** start of INFORMATION GIVEN **

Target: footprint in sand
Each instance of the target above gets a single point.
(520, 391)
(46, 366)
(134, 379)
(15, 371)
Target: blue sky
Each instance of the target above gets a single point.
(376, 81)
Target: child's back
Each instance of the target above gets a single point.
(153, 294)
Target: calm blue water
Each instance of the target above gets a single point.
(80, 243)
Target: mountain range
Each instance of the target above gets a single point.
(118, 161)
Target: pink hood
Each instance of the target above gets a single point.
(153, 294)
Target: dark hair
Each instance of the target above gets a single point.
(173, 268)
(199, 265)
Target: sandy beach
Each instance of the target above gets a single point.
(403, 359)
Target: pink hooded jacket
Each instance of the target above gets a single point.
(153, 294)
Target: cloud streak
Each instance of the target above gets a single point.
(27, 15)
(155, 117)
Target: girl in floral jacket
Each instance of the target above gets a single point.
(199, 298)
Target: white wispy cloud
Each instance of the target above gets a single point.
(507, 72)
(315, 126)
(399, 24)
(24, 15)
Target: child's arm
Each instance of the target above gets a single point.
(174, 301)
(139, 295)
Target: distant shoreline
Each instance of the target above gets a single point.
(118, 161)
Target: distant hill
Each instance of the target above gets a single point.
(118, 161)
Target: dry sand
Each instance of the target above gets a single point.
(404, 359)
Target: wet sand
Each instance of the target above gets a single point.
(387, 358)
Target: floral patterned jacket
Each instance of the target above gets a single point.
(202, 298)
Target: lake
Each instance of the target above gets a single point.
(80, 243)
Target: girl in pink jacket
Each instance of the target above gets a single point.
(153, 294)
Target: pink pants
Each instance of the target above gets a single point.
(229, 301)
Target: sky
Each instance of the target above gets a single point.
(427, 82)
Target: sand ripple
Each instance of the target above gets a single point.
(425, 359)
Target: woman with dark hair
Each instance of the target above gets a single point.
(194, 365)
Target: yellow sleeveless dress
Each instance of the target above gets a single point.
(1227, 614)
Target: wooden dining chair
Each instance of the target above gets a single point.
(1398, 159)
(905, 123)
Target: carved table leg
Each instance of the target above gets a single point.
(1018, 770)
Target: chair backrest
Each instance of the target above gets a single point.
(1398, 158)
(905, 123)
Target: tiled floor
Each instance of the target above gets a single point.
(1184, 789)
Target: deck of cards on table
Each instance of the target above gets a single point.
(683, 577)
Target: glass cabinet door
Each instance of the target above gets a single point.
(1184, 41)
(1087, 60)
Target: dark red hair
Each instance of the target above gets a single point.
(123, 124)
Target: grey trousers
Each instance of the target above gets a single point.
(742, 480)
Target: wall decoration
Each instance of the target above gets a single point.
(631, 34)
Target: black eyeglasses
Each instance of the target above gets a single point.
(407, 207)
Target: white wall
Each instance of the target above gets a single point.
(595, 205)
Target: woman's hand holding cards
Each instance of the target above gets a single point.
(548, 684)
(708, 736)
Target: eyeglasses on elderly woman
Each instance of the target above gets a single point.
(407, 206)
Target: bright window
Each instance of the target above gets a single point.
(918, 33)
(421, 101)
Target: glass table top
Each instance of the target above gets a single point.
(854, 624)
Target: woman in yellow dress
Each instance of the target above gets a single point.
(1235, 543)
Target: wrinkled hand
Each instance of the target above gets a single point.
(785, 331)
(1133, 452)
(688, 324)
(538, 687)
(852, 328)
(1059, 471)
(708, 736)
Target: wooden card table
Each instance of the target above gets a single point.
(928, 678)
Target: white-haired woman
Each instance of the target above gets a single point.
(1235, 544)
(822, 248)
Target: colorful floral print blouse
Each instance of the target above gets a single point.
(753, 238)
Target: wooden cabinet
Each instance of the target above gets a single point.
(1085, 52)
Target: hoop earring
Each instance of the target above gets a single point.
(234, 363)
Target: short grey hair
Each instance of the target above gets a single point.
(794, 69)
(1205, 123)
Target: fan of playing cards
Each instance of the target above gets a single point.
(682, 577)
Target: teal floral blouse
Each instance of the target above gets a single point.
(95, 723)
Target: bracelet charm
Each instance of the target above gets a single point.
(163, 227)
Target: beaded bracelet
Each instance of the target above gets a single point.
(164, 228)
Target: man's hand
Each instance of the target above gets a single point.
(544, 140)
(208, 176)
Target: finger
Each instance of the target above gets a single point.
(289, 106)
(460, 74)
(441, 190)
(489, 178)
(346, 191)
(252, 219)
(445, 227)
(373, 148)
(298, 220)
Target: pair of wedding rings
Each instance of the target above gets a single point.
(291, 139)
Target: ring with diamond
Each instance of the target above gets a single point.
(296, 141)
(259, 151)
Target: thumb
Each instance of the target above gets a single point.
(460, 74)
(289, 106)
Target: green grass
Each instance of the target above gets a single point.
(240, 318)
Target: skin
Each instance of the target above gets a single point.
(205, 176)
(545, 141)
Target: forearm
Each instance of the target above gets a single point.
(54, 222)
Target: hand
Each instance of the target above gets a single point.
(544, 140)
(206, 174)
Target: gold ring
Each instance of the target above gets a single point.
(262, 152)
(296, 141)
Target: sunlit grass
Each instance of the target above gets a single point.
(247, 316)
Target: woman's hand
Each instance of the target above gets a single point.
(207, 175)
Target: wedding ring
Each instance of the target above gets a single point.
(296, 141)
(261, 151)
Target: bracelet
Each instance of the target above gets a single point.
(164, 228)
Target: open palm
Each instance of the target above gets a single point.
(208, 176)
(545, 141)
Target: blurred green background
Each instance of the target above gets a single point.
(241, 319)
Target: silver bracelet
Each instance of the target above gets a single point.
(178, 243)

** end of INFORMATION GIVEN **

GOAL. Render every item above as a numbered list, leaving out any blank lines.

TASK ANSWER.
1. Target: footprint in sand
2. Each instance of the target above gets a single point.
3. (520, 391)
4. (46, 366)
5. (134, 379)
6. (15, 371)
7. Target: blue sky
8. Each instance of the target above gets a single point.
9. (376, 81)
10. Target: child's back
11. Each instance of the target above gets a single point.
12. (153, 294)
13. Target: calm blue water
14. Each instance of the target above gets a single point.
15. (80, 243)
16. Target: mountain range
17. Each instance of the target above gets a single point.
18. (118, 161)
19. Target: pink hood
20. Each instance of the target above gets a single point.
21. (153, 294)
22. Target: dark hair
23. Each instance of the target above gets a single point.
24. (173, 268)
25. (199, 265)
26. Target: sandy beach
27. Each instance of the target above gets a single point.
28. (403, 359)
29. Target: pink hooded jacket
30. Each instance of the target above gets a single point.
31. (153, 294)
32. Target: cloud streak
33. Each instance of the target above gets a single point.
34. (27, 15)
35. (155, 117)
36. Target: girl in floral jacket
37. Each instance of the target above gets a single point.
38. (199, 298)
39. Target: white wispy cloud
40. Each instance of the target above gets a single point.
41. (507, 72)
42. (315, 126)
43. (399, 24)
44. (24, 15)
45. Target: child's arm
46. Each instance of the target above gets a single point.
47. (174, 301)
48. (139, 295)
49. Target: distant shoreline
50. Each instance of the target above gets a single point.
51. (118, 161)
52. Target: distant hill
53. Each instance of the target above gets a single point.
54. (118, 161)
55. Target: dry sand
56. Each instance of the target above gets a single point.
57. (404, 359)
58. Target: wet sand
59. Each instance of the target above gets a single point.
60. (387, 358)
61. Target: floral patterned jacket
62. Each instance of the target above gets a single point.
63. (202, 298)
64. Target: lake
65. Each instance of the target above gets a single point.
66. (80, 243)
67. Target: girl in pink jacket
68. Each instance of the target above gets a single point.
69. (153, 294)
70. Target: pink pants
71. Each instance of the target above gets a single point.
72. (229, 301)
73. Target: sky
74. Each instance of the target above gets a single point.
75. (427, 82)
76. Target: sand ripple
77. Each instance of the target above gets a single point.
78. (425, 359)
79. Target: woman with dark hair
80. Each instance of the target above gets a single point.
81. (194, 365)
82. Target: yellow sleeveless dress
83. Each instance of the target above gets a single point.
84. (1227, 614)
85. Target: wooden dining chair
86. Each instance of the target above gets a single point.
87. (1398, 159)
88. (905, 123)
89. Target: carved table leg
90. Each instance of the target above gets a single point.
91. (1018, 770)
92. Target: chair backrest
93. Each instance of the target above gets a single point.
94. (1398, 158)
95. (905, 123)
96. Target: tiled floor
97. Each instance of the target above gets a single point.
98. (1184, 789)
99. Target: deck of cards on table
100. Each instance of the target above gets a single point.
101. (683, 577)
102. Target: glass cabinet door
103. Each instance of the target above gets a single point.
104. (1184, 41)
105. (1087, 60)
106. Target: dark red hair
107. Each instance of the target above gets a single point.
108. (123, 124)
109. Target: grey trousers
110. Each instance of the target above gets a single point.
111. (742, 480)
112. Target: wall decoration
113. Each instance of the target above gets a single point.
114. (631, 34)
115. Target: black eyeglasses
116. Each instance of the target above gets a single point.
117. (407, 207)
118. Target: white wall
119. Each instance of the target above gets a single point.
120. (595, 205)
121. Target: woman's hand holding cards
122. Each instance of the target above gets a single point.
123. (548, 684)
124. (708, 736)
125. Target: eyeglasses on elderly woman
126. Each instance of the target above gets a single point.
127. (407, 206)
128. Target: bright window
129. Each instance of the target above gets a single point.
130. (918, 33)
131. (421, 101)
132. Target: glass table top
133. Each instance of the target above gets a single point.
134. (854, 624)
135. Target: woman in yellow dress
136. Each instance of the target above gets a single point.
137. (1235, 543)
138. Target: wrinkled hand
139. Each instance of the target above gets a single point.
140. (785, 331)
141. (1133, 452)
142. (688, 324)
143. (538, 687)
144. (852, 328)
145. (1059, 471)
146. (708, 736)
147. Target: wooden card table
148. Each instance of the target above gets a single point.
149. (928, 678)
150. Target: white-haired woman
151. Each instance of the target above gets a single point.
152. (1235, 544)
153. (822, 248)
154. Target: colorful floral print blouse
155. Each instance of the target above gets a single point.
156. (753, 238)
157. Target: wooden cabinet
158. Each instance of the target above gets a single point.
159. (1085, 52)
160. Target: hoop earring
161. Each instance of the target above gets a single point.
162. (234, 363)
163. Target: short grey hair
164. Each instance of the target above gets a single point.
165. (794, 69)
166. (1205, 123)
167. Target: fan of playing cards
168. Each instance of the target above gets a single point.
169. (682, 577)
170. Target: teal floral blouse
171. Each instance of the target above gets a single point.
172. (95, 723)
173. Target: bracelet charm
174. Each instance of the target above gets a single point.
175. (163, 227)
176. Target: beaded bracelet
177. Each instance of the target above gets a single point.
178. (164, 228)
179. Target: man's hand
180. Each instance of the target above gets a single point.
181. (544, 140)
182. (208, 176)
183. Target: finger
184. Each instance of the target above gets a single point.
185. (289, 106)
186. (460, 74)
187. (441, 190)
188. (489, 178)
189. (346, 191)
190. (252, 219)
191. (445, 227)
192. (373, 148)
193. (298, 220)
194. Target: pair of wedding rings
195. Each instance of the target above gets a single point.
196. (291, 139)
197. Target: ring with diamond
198. Each instance of the target above gets a single point.
199. (296, 141)
200. (259, 151)
201. Target: thumb
202. Each instance of the target above gets a single point.
203. (460, 74)
204. (289, 106)
205. Target: green grass
206. Each instance of the target above gets a single point.
207. (240, 318)
208. Target: skin
209. Each instance of the target above gets a single point.
210. (205, 176)
211. (545, 141)
212. Target: forearm
213. Each instance of the target above gets a single point.
214. (54, 222)
215. Target: hand
216. Each instance of the target above gets a single point.
217. (544, 140)
218. (206, 174)
219. Target: gold ring
220. Each instance of the target above gets a single point.
221. (262, 152)
222. (296, 141)
223. Target: sunlit grass
224. Each instance of the target above gets a single point.
225. (247, 316)
226. Target: woman's hand
227. Each instance of the target above gets a single point.
228. (207, 175)
229. Target: wedding ring
230. Each instance of the target above gets a single point.
231. (296, 141)
232. (261, 151)
233. Target: bracelet
234. Each instance of the target above gets a single point.
235. (164, 228)
236. Target: open palm
237. Each instance of the target above gets a single point.
238. (208, 176)
239. (545, 141)
240. Target: blurred green background
241. Each instance of the target above gets a single point.
242. (241, 319)
243. Target: silver bracelet
244. Each instance of the target above gets a single point.
245. (178, 243)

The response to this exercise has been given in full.